What is needed ->
Each line of the listing needs to be given again exactly.

Material provided ->

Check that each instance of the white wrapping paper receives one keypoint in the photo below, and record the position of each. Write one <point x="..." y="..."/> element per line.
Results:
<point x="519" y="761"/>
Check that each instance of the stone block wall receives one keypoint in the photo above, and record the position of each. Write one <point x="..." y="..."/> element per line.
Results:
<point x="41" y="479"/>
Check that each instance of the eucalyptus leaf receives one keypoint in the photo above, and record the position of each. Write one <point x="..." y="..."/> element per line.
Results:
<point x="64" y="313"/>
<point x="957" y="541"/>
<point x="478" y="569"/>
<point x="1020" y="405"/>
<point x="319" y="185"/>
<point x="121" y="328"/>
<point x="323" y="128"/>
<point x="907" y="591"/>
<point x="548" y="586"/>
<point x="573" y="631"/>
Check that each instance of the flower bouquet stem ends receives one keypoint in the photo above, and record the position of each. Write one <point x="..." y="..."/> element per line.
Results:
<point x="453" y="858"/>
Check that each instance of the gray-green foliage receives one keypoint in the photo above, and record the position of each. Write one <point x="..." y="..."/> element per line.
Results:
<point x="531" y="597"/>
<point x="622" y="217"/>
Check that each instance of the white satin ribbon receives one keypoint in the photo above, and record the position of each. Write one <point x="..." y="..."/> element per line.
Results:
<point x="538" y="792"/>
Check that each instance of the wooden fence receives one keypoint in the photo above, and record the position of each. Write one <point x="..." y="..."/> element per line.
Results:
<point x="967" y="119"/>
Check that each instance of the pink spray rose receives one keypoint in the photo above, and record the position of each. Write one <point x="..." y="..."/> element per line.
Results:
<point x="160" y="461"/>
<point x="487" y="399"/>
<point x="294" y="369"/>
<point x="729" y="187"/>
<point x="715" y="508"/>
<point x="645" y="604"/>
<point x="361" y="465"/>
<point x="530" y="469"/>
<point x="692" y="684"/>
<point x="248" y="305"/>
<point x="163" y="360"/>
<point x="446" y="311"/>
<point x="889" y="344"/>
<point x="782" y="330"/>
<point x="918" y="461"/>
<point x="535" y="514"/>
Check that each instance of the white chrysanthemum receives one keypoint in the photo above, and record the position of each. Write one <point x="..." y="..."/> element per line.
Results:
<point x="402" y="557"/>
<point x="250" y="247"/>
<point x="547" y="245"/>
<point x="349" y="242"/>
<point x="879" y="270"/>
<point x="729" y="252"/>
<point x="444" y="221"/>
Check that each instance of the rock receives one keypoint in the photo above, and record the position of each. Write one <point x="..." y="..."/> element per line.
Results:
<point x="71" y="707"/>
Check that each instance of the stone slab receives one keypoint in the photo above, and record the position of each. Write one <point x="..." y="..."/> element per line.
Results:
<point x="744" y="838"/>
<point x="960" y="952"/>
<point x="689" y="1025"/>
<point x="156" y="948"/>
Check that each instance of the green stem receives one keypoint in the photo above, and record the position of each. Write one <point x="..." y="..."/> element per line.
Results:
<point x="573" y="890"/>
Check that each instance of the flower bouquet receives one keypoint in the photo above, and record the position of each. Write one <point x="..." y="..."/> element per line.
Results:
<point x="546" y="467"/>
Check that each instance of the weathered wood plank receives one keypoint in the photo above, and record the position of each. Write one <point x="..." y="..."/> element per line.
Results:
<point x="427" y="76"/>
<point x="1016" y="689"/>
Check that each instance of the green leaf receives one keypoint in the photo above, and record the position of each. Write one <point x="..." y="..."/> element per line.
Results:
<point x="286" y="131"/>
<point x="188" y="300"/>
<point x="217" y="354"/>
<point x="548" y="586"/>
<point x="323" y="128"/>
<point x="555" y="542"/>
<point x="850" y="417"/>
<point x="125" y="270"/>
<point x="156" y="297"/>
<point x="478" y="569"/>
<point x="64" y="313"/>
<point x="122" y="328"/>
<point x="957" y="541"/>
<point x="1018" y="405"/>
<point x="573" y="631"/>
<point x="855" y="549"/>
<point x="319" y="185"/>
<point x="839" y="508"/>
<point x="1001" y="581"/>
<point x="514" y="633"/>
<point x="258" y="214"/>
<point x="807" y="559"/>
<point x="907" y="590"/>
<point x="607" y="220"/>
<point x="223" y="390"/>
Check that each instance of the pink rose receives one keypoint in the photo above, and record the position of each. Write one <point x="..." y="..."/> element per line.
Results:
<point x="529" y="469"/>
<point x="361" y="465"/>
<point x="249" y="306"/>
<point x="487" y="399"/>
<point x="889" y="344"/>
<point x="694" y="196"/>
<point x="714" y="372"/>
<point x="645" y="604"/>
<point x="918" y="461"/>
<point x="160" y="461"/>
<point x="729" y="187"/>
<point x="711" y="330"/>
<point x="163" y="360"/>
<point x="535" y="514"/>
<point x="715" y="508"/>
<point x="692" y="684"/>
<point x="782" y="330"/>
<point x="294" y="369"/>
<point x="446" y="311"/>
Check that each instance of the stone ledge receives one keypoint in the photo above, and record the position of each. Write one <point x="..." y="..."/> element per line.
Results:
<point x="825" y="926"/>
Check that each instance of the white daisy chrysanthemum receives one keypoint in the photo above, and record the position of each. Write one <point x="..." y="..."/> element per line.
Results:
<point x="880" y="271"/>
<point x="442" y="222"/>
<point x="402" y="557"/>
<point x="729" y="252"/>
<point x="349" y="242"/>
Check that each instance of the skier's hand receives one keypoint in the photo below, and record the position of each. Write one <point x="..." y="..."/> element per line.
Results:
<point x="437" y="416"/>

Reply to the task ->
Check that each instance of the white wrapping paper receives one keypoint in the photo below, and record the position of each. Write one <point x="..." y="..."/> element per line.
Results:
<point x="519" y="761"/>
Check that each instance of the stone block wall receives one keypoint in the photo above, and record the position of each. Write one <point x="..." y="..."/> element per line.
Results:
<point x="41" y="479"/>
Check that each instance of the eucalyptus leaf receives one keypoint in the photo above, and record the position of each. Write one <point x="..." y="..."/> element per line.
Results:
<point x="64" y="313"/>
<point x="957" y="541"/>
<point x="478" y="569"/>
<point x="1020" y="405"/>
<point x="319" y="185"/>
<point x="121" y="328"/>
<point x="323" y="128"/>
<point x="907" y="591"/>
<point x="548" y="586"/>
<point x="573" y="631"/>
Check that each instance of the flower bouquet stem ends receives one keypoint in the photo above, and record the position of each. Write one <point x="..." y="..."/> element per line.
Results:
<point x="453" y="858"/>
Check that each instance of the gray-green foliage receives one keypoint in the photo above, and record the position of each. Write one <point x="..." y="..."/> element per line.
Results:
<point x="531" y="597"/>
<point x="622" y="217"/>
Check that each instance of the white satin ribbon receives one keypoint in the photo above, and record the position of each. Write one <point x="..." y="..."/> element per line.
Results:
<point x="538" y="792"/>
Check that each instance of the wooden fence receives one keypoint in the photo above, and record the position of each. Write one <point x="..." y="..."/> element per line.
Results:
<point x="967" y="119"/>
Check that each instance of the pink spray rose receives one keypoint in the photo above, and record the position of each. Write one <point x="..." y="..."/> element per line.
Results:
<point x="160" y="461"/>
<point x="487" y="399"/>
<point x="294" y="369"/>
<point x="729" y="187"/>
<point x="715" y="508"/>
<point x="645" y="604"/>
<point x="361" y="465"/>
<point x="530" y="469"/>
<point x="692" y="684"/>
<point x="248" y="305"/>
<point x="163" y="360"/>
<point x="446" y="311"/>
<point x="889" y="344"/>
<point x="782" y="330"/>
<point x="918" y="461"/>
<point x="535" y="514"/>
Check that each instance of the white chrysanthemum receives one keypoint in the photo above, and record the position of each. Write one <point x="..." y="..."/> element per line.
Results:
<point x="402" y="557"/>
<point x="250" y="247"/>
<point x="547" y="245"/>
<point x="349" y="242"/>
<point x="879" y="270"/>
<point x="729" y="252"/>
<point x="444" y="221"/>
Check that each instance of the rock receives one keypoint in the photo above, and record the position of each. Write one <point x="..." y="..."/> element per line.
Results:
<point x="71" y="707"/>
Check that each instance of the stone slab receives one keypoint in the photo above, and record the position of each. Write one <point x="..." y="..."/> element per line.
Results:
<point x="744" y="838"/>
<point x="960" y="952"/>
<point x="689" y="1025"/>
<point x="156" y="948"/>
Check that each instance of the green stem receives one keypoint in the photo above, and record the position of each. Write one <point x="..." y="..."/> element per line.
Results:
<point x="573" y="890"/>
Check that each instance of the flower bouquet receives one keypoint in the photo above, and record the position of each. Write one <point x="..." y="..."/> element per line.
Results:
<point x="546" y="467"/>
Check that each instance of the weathered wood plank receives one keypoint in the photo above, and record the position of each. Write one <point x="..." y="..."/> element per line.
Results:
<point x="427" y="76"/>
<point x="1016" y="689"/>
Check that each instance of the green leaf receives one keypoint in the photo above, and record the position of each. Write one <point x="..." y="..."/> element per line.
Results:
<point x="286" y="131"/>
<point x="188" y="300"/>
<point x="217" y="354"/>
<point x="548" y="586"/>
<point x="323" y="128"/>
<point x="555" y="542"/>
<point x="850" y="417"/>
<point x="125" y="270"/>
<point x="156" y="297"/>
<point x="478" y="569"/>
<point x="64" y="313"/>
<point x="122" y="328"/>
<point x="957" y="541"/>
<point x="1018" y="405"/>
<point x="573" y="631"/>
<point x="855" y="549"/>
<point x="319" y="185"/>
<point x="839" y="508"/>
<point x="1001" y="581"/>
<point x="514" y="633"/>
<point x="258" y="214"/>
<point x="807" y="559"/>
<point x="907" y="590"/>
<point x="607" y="220"/>
<point x="223" y="390"/>
Check that each instance of the pink rose receives one keypoint in the photo above, and record the position of each. Write one <point x="..." y="..."/> element per line.
Results:
<point x="529" y="469"/>
<point x="361" y="465"/>
<point x="249" y="306"/>
<point x="487" y="399"/>
<point x="889" y="344"/>
<point x="694" y="196"/>
<point x="714" y="372"/>
<point x="645" y="604"/>
<point x="918" y="461"/>
<point x="160" y="461"/>
<point x="729" y="187"/>
<point x="711" y="330"/>
<point x="163" y="360"/>
<point x="535" y="514"/>
<point x="715" y="508"/>
<point x="692" y="684"/>
<point x="782" y="330"/>
<point x="294" y="369"/>
<point x="446" y="311"/>
Check that each instance of the stone ledge receives one keypoint in the photo above, and record the position of each. Write one <point x="..." y="..."/> element per line.
Results:
<point x="825" y="926"/>
Check that each instance of the white daisy chrysanthemum receives one keypoint in the photo above, and record the position of each. Write one <point x="..." y="..."/> element per line.
Results:
<point x="880" y="271"/>
<point x="442" y="222"/>
<point x="402" y="557"/>
<point x="729" y="252"/>
<point x="349" y="242"/>
Check that each instance of the skier's hand receives one keypoint in the photo below, and record the position of each. Write one <point x="..." y="..."/> element per line.
Results:
<point x="437" y="416"/>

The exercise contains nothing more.